> **Exercise aim**: What you return should match every record exactly, with the images removed.

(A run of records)

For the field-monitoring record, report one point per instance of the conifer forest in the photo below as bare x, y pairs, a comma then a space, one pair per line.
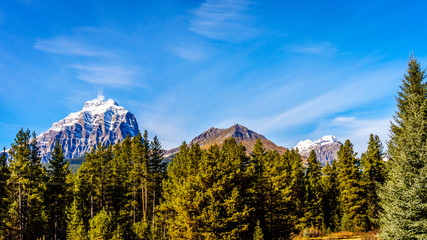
128, 191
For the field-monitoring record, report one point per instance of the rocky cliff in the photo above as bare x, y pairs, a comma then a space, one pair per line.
100, 120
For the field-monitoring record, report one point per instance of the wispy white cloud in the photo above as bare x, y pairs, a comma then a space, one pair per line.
320, 48
66, 46
358, 130
190, 50
355, 90
226, 20
111, 75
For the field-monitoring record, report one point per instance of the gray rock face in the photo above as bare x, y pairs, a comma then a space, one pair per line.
99, 121
240, 133
326, 148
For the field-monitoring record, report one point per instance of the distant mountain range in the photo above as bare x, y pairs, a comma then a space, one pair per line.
104, 121
240, 133
100, 120
326, 148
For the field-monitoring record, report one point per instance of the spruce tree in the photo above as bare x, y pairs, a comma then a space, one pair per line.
26, 210
76, 229
4, 177
330, 198
57, 192
404, 197
373, 176
313, 193
258, 235
259, 184
101, 226
352, 203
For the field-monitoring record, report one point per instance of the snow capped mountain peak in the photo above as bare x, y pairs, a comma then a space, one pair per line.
97, 105
325, 147
99, 120
306, 144
326, 140
303, 144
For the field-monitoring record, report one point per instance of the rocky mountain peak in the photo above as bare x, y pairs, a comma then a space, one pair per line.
240, 133
326, 148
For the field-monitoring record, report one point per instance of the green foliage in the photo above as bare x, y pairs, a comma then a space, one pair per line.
352, 203
403, 197
57, 198
26, 210
205, 191
4, 177
75, 228
313, 194
101, 226
330, 199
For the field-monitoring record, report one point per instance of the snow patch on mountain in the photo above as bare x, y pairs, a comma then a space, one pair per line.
326, 148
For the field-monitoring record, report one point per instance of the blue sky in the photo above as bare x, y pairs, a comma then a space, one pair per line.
290, 70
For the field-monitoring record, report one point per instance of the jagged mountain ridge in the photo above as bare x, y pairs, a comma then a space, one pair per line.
326, 148
240, 133
100, 121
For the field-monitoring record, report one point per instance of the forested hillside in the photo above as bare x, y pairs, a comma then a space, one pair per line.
126, 191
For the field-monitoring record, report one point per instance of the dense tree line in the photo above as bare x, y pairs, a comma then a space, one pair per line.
126, 191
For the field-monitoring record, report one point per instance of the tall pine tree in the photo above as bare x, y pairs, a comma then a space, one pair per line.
404, 196
4, 177
313, 193
373, 176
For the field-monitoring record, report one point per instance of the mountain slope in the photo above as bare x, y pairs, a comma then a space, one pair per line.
240, 133
99, 121
326, 148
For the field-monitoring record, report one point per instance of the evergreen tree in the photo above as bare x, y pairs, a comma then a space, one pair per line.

> **Full answer**:
For the field-monitoring record, report one point per instance of the conifer forest in the photo below as bare x, y pairs, a comma then a space, one pair per line.
128, 191
For the field-monitoring record, report one point per instance of the rocky cliff in the photo above as bare x, y pairs, a comma then a space, one pair per line.
100, 120
For the field-monitoring record, report one point per instance of the wispy white cloud in the photo above as bare x, y pairs, a comma then a space, one pair per line.
320, 48
66, 46
358, 130
190, 50
355, 90
226, 20
111, 75
For the field-monitoring record, report one point per instance of the gray rock face in the photo above as bare x, y pairs, a comma then a space, one pair per line.
99, 121
240, 133
326, 148
For the field-monitoring record, report one point per instance of the distant mountain range in the photo above as bare x, y pairs, a comma then a space, one pair per line.
104, 121
240, 133
100, 120
326, 148
For the field-monitoring record, report one point per instance of the spruce tree in the photo above as bare x, y pairs, a comma then a space, one pair per line.
26, 210
76, 229
4, 177
330, 198
57, 192
404, 197
373, 176
313, 193
258, 235
259, 184
101, 226
352, 203
For the field-monitoring record, report one point per instance of the snow capped mountain peak in the photo above as bare x, y pairs, a comma then a space, one pair per line.
97, 105
325, 147
99, 120
306, 144
326, 140
303, 144
For the field-monitoring record, report one point per instance of the rocky mountain peak in the photo above as bare x, y pairs, a comma then a space, one pair per line.
240, 133
326, 148
For the field-monitoring record, report one point per instance of the green foliage in the photo above as bare x, y pairs, a comma then a space, one pair per line.
352, 203
403, 197
57, 198
26, 210
205, 191
4, 177
75, 228
313, 194
101, 226
330, 199
For the field-monitoring record, report one point per instance of the snow patch on mountain in the photo above as bare x, y pairs, a comma then a space, one pair per line.
326, 148
For the field-monitoring record, report one point per instance of the blue sky in the photo above as bare x, y pairs, a comma then a space, one pair per line.
290, 70
For the field-monitoring record, report one point per instance of the jagged mountain ridge in the photo above as bare x, y pairs, a comma then a space, one pair per line.
326, 148
240, 133
100, 121
For the field-monitoring record, report one point per instance of the forested hillside in the photo above as bare x, y pairs, a comma then a space, one pair per line.
126, 191
For the field-monitoring record, report one point per instance of the dense tree line in the photo above as bare x, y pairs, a comma then a space, one pair per line.
126, 191
For the field-monitoring record, report one point per instance of the tall pine tree in the photo above as bare x, y pairs, a comma then a space, one pair per line.
404, 196
4, 177
313, 193
373, 176
For the field-monitoring record, report one point per instance of the mountain slope in the photo above as bare x, y pairs, a comma then a space, one pair per line.
240, 133
99, 121
326, 148
For the field-monitoring record, report one point per instance of the evergreen tree in the photo above as bare x, y pairs, a comma then a space, one pair per line.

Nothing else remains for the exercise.